▶ What you are asked to do
Begin at the line below that contains "of the outfield". Repeat it and all remaining lines of the records exactly.

▶ Extracted information

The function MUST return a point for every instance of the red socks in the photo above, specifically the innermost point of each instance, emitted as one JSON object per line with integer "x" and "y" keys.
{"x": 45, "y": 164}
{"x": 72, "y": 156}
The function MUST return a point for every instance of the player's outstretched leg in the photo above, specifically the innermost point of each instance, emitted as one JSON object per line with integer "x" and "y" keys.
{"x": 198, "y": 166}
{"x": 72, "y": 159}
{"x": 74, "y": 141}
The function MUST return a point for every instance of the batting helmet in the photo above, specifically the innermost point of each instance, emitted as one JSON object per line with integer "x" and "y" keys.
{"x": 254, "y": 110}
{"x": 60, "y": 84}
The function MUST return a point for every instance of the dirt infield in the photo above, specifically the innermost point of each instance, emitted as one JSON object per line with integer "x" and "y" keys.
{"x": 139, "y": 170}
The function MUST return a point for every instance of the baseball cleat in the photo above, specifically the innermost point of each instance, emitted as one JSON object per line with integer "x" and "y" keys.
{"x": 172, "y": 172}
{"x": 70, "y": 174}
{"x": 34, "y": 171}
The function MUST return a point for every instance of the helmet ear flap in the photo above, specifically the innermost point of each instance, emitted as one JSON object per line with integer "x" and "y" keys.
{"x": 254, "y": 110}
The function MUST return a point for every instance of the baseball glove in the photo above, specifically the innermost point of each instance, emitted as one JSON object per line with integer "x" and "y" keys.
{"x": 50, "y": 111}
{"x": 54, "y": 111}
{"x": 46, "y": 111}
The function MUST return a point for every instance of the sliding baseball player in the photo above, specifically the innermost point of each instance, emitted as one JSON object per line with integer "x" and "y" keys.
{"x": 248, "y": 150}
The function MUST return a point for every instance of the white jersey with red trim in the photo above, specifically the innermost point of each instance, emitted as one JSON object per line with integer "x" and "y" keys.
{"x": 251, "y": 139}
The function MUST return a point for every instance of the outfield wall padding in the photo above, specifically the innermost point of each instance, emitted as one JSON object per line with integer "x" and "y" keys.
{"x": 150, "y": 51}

▶ Written answer
The function MUST return a point for every instance of the outfield wall padding in the photo above, specifically the innermost point of each instance, emitted as one JSON object per line with integer "x" and "y" keys.
{"x": 150, "y": 51}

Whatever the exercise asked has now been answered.